Begin Data rows

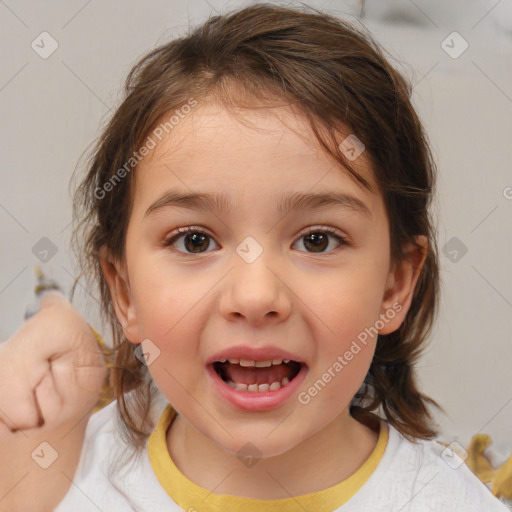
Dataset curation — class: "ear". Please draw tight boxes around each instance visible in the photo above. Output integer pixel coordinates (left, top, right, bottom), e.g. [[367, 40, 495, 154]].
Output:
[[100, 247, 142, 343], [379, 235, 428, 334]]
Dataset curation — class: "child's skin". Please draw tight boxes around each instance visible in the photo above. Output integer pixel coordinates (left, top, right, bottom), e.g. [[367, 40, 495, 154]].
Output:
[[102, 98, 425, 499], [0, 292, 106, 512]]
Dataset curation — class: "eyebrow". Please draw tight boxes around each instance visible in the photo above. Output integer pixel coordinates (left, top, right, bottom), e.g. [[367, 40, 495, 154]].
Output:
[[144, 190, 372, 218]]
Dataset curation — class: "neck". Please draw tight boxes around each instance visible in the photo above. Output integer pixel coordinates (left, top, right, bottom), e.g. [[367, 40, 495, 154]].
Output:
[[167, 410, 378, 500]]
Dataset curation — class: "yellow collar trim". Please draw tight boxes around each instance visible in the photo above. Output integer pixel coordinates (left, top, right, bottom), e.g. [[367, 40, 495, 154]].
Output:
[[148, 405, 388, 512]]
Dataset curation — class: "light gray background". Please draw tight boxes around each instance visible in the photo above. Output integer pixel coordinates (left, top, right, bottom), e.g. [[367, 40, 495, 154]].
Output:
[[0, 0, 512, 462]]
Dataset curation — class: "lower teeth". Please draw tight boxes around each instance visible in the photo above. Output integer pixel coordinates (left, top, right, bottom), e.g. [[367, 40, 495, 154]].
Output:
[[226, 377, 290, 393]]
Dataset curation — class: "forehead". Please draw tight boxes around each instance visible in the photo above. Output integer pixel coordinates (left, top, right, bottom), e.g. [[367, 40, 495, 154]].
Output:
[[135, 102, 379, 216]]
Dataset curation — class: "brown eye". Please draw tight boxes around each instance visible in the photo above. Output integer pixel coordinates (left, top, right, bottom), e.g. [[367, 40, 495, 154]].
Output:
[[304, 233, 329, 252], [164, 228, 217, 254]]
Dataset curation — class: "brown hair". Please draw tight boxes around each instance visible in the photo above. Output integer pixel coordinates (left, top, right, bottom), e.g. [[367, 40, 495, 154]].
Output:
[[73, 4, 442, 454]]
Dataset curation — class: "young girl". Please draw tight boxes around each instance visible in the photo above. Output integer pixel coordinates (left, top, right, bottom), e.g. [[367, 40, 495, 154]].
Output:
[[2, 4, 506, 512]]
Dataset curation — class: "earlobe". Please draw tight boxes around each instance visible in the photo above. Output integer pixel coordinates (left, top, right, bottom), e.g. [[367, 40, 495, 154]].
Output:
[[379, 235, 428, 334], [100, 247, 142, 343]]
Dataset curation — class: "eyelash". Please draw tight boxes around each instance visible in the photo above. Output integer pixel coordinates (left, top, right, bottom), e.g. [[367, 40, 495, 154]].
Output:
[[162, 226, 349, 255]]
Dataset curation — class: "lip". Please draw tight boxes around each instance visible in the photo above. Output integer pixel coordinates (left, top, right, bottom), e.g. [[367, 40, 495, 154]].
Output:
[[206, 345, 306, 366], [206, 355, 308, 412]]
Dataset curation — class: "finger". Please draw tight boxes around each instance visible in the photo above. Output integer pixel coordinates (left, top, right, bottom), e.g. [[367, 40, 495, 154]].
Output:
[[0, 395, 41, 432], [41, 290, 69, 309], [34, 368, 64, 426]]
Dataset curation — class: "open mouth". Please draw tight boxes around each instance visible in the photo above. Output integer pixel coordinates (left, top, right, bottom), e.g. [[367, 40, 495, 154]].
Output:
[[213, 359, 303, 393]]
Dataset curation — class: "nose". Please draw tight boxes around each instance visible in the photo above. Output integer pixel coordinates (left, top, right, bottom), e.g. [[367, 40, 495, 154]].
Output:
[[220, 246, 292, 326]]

End Data rows

Repeat the lines above exactly, and keep every picture out.

Task result
Dataset curation — class: "ear". Please draw tight boxes around each instance visible in the photo above. Output integer pixel coordinates (left, top, right, bottom), e.g. [[367, 40, 495, 154]].
Output:
[[100, 247, 142, 343], [379, 235, 428, 334]]
Dataset curation — class: "child's skin". Please draw tight boxes around each instance visible in the photo above. Output integer pixel coordinates (left, top, right, bottom), e.g. [[367, 40, 495, 154]].
Output:
[[102, 98, 425, 499], [0, 292, 106, 512]]
Dataset curation — class: "eyebrow". Please draw tight boxes around each instance visible in the photo above. Output integer pixel coordinates (left, top, right, bottom), e.g. [[367, 40, 495, 154]].
Output:
[[144, 190, 372, 218]]
Dataset curation — class: "neck". Please draw tight boxes around each instance visible in the photo above. Output integer pixel coordinates (left, top, right, bottom), e.g. [[367, 40, 495, 154]].
Output:
[[167, 410, 378, 500]]
Dataset curation — class: "yellow collar trim". Please draw tight boxes around each instance visible in the photo above. Output integer pixel coordinates (left, top, right, bottom), e.g. [[367, 40, 495, 154]].
Output:
[[148, 405, 388, 512]]
Dataset curation — class: "light gray background". Please draw tight boxes around each instance visible in the photo above. Output integer pixel coordinates (left, top, right, bottom), e.g. [[367, 40, 495, 154]].
Output:
[[0, 0, 512, 462]]
Dataset curation — class: "lower teeth". Please draw tight boxes around each instance visible in the photo above. Output integer pixel coordinates (left, top, right, bottom), e.g. [[367, 40, 495, 154]].
Output:
[[226, 377, 290, 393]]
Dataset curation — class: "forehead". Please draw tight boxes around each instance visible in the photo above. Output integer pixel coordinates (left, top, right, bottom), e.g. [[367, 40, 495, 154]].
Output:
[[135, 102, 379, 216]]
Dataset curation — class: "brown eye". Please draw tight boxes around each instance visible in the photo above. Output integer pixel coordinates (left, top, right, bottom), e.g. [[367, 40, 495, 154]].
Output:
[[304, 233, 329, 252], [164, 228, 217, 254]]
Dataset curation — class: "brown hair". Please draw tight boxes around each instance visible in the photo above. Output integer pixel coordinates (left, top, right, bottom), e.g. [[367, 40, 495, 154]].
Output:
[[73, 4, 442, 454]]
Dataset curation — class: "young girl". Please draw tight boxes around each instance visible in the photo above. Output integer pixel coordinates (left, top, right, bottom), e.g. [[367, 40, 495, 154]].
Output:
[[2, 4, 506, 512]]
Dataset curation — class: "earlobe". Please draw tight boxes around each instance visible in the photo above. Output integer pixel coordinates (left, top, right, bottom), e.g. [[367, 40, 495, 154]].
Output:
[[379, 235, 428, 334], [100, 247, 142, 343]]
Dataset curation — class: "eyelash". Please draw tight boxes around each instance visible in the photo above. Output integer pixel coordinates (left, top, right, bottom), e.g. [[367, 40, 495, 154]].
Output:
[[162, 226, 349, 255]]
Dataset curation — class: "lip". Please draw tight boxes around each instance visible in the photo above. Output integer pixel coordinates (left, top, right, bottom), e.g. [[367, 40, 495, 154]].
Output:
[[206, 345, 306, 366], [206, 355, 308, 412]]
Dataset curation — class: "finger". Please draw tight boxes around each instance visible in the photo above. Output integer pixel coordinates (left, top, right, bottom), e.g. [[367, 40, 495, 154]].
Output:
[[0, 395, 41, 432], [41, 290, 69, 309], [34, 368, 64, 426]]
Dataset curation — class: "open mouth". Please draw tight boxes around each instance visible in the photo above. Output integer pixel coordinates (left, top, right, bottom), e.g. [[367, 40, 495, 154]].
Output:
[[213, 359, 303, 393]]
Dataset curation — class: "nose". Please draw tight boxes around each instance visible in the photo above. Output integer pixel coordinates (left, top, right, bottom), e.g. [[367, 40, 495, 154]].
Output:
[[220, 246, 292, 326]]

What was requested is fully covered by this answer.